▶ [REQUIRED WORK]
A. Answer each question from the passage below about the album Incense and Peppermints, one per line, labeling your answers (i), (ii), (iii).
(i) What position did the album reach on the Billboard 200 album charts?
(ii) In which motion picture were three of the album's tracks featured?
(iii) Which company released the 1990 compilation album of the same name?
B. For each statement, say yes or no according to the passage below about the album Incense and Peppermints, and quote the words that decide it. Label your answers (i), (ii), (iii).
(i) Steve Bartek plays flute on the album.
(ii) "Pretty Song from Psych-Out" appeared on the band's debut album.
(iii) The album has been released on CD in many countries.
C. Extend the passage below about the album Incense and Peppermints, continuing from its last sentence.

▶ [SELECTED PASSAGE]
┏━━

Incense and Peppermints is the debut album by psychedelic rock band Strawberry Alarm Clock. Released in October 1967, it reached No. 11 on the Billboard 200 album charts during a 24 week run and included the band's No. 1 Billboard Hot 100 hit "Incense and Peppermints". In addition to the band's six official members, the album features the flute playing of Steve Bartek, who co-wrote four of the album's songs with bass player George Bunnell.

The tracks "The World's on Fire", "Rainy Day Mushroom Pillow", and "Incense and Peppermints" were all featured in the motion picture Psych-Out, along with a new song, "Pretty Song from Psych-Out", which later appeared on the band's second album, Wake Up...It's Tomorrow.

A compilation album of the same name (albeit spelled with an ampersand) was released by MCA in 1990. To date, the album has been released on CD only in Japan and (more recently) on Sundazed Records.

┗━━

▶ [SOURCE EXCERPT]
┏━━

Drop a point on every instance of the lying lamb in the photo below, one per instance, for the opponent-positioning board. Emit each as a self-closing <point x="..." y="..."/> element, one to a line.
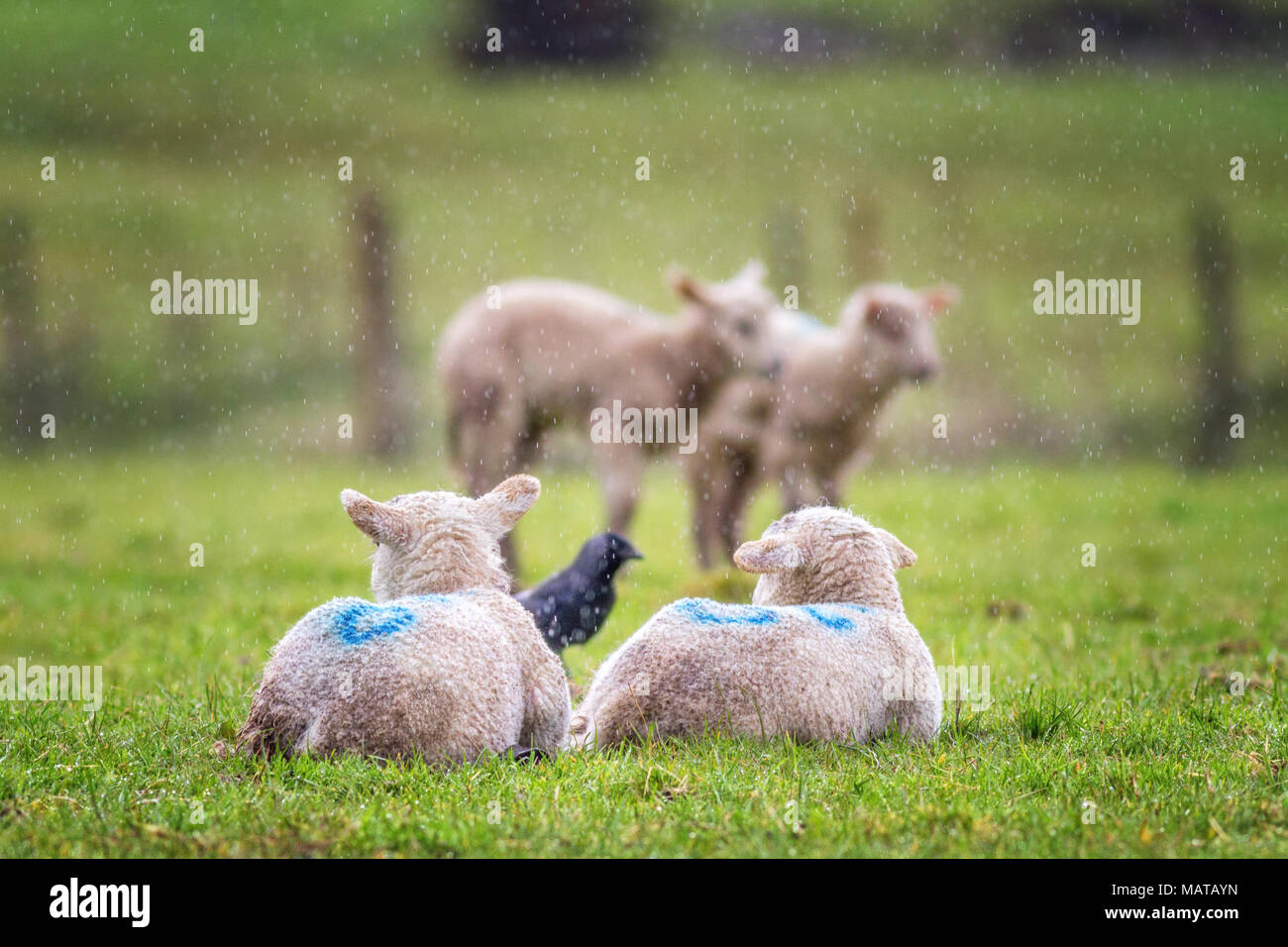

┗━━

▶ [RESPONSES IN ORDER]
A.
(i) No. 11
(ii) Psych-Out
(iii) MCA

B.
(i) Yes: "the album features the flute playing of Steve Bartek"
(ii) No: "which later appeared on the band's second album, Wake Up...It's Tomorrow"
(iii) No: "the album has been released on CD only in Japan and (more recently) on Sundazed Records"

C.
Track listing

Side 1
"The World's on Fire" (S.A. Clock) – 8:21
"Birds in My Tree" (George Bunnell, Steve Bartek) - 1:53
"Lose to Live" (Mark Weitz, S.A. Clock) – 3:13
"Strawberries Mean Love" (Bunnell, Bartek) – 3:01

Side 2
"Rainy Day Mushroom Pillow" (Bunnell, Bartek) – 3:05
"Paxton's Back Street Carnival" (Bunnell, Bartek) – 2:01
"Hummin' Happy" (Bunnell, Randy Seol) – 2:25
"Pass Time with the SAC" [Instrumental] (S.A. Clock) – 1:21
"Incense and Peppermints" (John S. Carter, Tim Gilbert) (uncredited: Mark Weitz, Ed King) – 2:47
"Unwind with the Clock" (Lee Freeman, Ed King) – 4:10

Japanese CD bonus track
"The Birdman of Alkatrash" (Weitz)

Personnel
Mark Weitz - organ, piano, harpsichord, vocals
Randy Seol - drums, bongos, vibraphone, vocals
Ed King - lead guitar, vocals
Lee Freeman - rhythm guitar, harmonica, vocals
George Bunnell - bass, vocals
Gary Lovetro - bass, vocals
Steve Bartek - flute
Greg Munford - lead vocals on "Incense and Peppermints" (uncredited)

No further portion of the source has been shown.